Directive:
Can you reproduce word for word the lines of the data below, starting with the line that contains "Target: man's face" and going on through the line that contains "x=775, y=372", with both of those lines included?

Supplied data:
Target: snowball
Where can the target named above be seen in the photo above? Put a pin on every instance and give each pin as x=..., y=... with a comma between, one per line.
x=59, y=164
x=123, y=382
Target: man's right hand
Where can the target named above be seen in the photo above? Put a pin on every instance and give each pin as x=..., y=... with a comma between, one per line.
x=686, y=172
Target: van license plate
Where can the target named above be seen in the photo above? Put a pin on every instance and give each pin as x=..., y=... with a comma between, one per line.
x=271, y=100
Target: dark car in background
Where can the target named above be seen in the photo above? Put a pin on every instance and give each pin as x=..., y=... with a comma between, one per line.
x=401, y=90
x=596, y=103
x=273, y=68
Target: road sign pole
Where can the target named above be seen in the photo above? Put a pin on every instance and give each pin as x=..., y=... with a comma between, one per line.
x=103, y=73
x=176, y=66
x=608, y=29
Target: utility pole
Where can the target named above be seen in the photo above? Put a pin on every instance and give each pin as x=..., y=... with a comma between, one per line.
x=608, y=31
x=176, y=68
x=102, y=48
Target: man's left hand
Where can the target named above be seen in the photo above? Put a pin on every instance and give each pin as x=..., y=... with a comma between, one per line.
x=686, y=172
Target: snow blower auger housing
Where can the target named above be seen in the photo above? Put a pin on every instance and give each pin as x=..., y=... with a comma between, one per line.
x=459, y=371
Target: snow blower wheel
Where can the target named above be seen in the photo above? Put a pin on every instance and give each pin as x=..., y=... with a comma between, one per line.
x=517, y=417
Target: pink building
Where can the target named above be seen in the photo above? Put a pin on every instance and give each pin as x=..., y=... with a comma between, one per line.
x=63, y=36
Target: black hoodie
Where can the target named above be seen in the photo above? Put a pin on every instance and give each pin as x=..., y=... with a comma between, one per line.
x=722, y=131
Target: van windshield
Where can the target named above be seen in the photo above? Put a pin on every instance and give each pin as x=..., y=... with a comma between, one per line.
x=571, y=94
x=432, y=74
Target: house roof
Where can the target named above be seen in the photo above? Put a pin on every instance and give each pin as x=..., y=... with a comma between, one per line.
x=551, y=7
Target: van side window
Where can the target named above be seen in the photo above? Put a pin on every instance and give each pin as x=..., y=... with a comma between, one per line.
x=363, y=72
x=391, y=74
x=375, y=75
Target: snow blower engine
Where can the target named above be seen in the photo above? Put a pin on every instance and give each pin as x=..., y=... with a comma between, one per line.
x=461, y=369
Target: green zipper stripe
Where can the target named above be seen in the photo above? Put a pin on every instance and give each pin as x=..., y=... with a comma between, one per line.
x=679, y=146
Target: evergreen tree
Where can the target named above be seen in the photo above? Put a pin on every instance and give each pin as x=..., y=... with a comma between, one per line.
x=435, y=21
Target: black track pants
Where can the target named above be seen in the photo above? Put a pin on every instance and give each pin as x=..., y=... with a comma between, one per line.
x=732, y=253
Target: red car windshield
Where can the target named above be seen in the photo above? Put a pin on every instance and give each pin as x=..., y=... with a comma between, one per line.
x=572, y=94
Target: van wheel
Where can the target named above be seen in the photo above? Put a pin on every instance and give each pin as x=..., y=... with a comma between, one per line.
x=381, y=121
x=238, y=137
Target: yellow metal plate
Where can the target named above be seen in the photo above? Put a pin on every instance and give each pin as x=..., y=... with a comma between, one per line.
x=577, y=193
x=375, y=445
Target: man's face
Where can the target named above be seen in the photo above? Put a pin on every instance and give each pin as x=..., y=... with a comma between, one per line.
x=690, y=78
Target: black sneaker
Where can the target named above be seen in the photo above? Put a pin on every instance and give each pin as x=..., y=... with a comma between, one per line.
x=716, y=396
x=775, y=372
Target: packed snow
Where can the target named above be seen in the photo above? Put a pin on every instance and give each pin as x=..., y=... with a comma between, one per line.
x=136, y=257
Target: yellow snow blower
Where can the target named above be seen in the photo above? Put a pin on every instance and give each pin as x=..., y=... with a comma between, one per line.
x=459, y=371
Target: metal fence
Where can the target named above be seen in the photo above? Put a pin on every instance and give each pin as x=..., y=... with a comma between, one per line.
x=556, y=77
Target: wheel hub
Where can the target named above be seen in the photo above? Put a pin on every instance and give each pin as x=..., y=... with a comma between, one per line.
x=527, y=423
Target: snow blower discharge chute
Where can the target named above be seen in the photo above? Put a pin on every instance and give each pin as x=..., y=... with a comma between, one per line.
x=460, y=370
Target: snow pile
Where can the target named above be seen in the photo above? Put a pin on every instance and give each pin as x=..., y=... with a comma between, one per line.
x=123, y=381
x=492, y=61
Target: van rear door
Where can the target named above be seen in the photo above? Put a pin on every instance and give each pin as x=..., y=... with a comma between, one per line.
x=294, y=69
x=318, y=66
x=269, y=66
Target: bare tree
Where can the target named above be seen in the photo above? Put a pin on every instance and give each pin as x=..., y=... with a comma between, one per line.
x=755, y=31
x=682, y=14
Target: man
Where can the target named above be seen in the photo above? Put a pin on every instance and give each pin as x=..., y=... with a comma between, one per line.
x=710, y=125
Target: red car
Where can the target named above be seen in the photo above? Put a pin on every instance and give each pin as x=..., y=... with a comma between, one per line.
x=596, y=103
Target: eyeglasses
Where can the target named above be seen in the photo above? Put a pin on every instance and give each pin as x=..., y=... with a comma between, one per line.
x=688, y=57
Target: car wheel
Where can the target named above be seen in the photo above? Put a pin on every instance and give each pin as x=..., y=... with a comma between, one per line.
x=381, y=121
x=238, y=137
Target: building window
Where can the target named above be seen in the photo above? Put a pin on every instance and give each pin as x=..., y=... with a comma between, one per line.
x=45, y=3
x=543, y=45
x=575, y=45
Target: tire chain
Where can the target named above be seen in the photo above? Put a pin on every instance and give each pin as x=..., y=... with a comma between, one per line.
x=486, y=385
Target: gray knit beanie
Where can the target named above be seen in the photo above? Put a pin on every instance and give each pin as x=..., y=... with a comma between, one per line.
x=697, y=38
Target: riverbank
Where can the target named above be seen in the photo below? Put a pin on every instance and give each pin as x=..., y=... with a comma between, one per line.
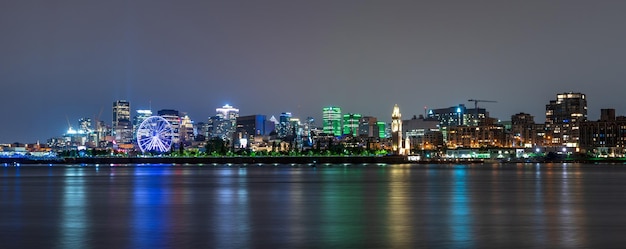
x=285, y=160
x=232, y=160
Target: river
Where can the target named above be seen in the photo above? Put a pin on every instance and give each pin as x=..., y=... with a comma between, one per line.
x=328, y=206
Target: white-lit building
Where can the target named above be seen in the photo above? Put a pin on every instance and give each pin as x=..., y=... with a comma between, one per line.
x=122, y=127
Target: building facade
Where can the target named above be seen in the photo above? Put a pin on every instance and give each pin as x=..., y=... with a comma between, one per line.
x=351, y=124
x=563, y=119
x=331, y=117
x=605, y=137
x=121, y=126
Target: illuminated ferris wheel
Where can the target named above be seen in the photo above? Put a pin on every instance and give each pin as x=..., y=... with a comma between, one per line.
x=154, y=135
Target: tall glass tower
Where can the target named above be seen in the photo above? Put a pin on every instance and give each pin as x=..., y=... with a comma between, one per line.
x=331, y=117
x=122, y=127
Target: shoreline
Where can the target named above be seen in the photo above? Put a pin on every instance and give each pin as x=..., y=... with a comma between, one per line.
x=280, y=160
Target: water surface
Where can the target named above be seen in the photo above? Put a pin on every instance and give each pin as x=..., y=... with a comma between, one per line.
x=329, y=206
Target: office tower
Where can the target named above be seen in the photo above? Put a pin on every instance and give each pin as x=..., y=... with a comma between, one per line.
x=186, y=129
x=396, y=130
x=224, y=123
x=251, y=126
x=458, y=115
x=351, y=124
x=382, y=129
x=605, y=137
x=122, y=127
x=331, y=117
x=564, y=117
x=368, y=127
x=284, y=125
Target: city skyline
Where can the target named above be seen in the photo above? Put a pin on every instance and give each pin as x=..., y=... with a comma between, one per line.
x=67, y=60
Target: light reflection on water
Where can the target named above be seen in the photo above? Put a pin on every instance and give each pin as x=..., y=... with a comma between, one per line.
x=334, y=206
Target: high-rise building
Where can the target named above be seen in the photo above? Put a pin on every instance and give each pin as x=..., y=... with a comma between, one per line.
x=284, y=125
x=187, y=133
x=173, y=117
x=525, y=132
x=564, y=117
x=122, y=127
x=396, y=131
x=368, y=127
x=458, y=115
x=605, y=137
x=351, y=124
x=224, y=123
x=331, y=117
x=84, y=125
x=382, y=129
x=251, y=126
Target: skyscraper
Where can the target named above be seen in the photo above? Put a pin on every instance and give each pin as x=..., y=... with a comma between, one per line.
x=331, y=117
x=396, y=131
x=351, y=124
x=122, y=127
x=284, y=125
x=224, y=123
x=564, y=117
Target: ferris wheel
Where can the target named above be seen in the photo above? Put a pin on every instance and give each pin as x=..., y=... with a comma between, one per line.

Response:
Target: man's face
Where can the target named above be seen in the photo above? Put a pin on every instance and give each pin as x=..., y=... with a comma between, one per line.
x=690, y=78
Target: black sneaker
Where can the target named above be seen in the photo above? Put a pin on every instance and give each pin as x=..., y=... with a comma between, one per line.
x=716, y=396
x=775, y=372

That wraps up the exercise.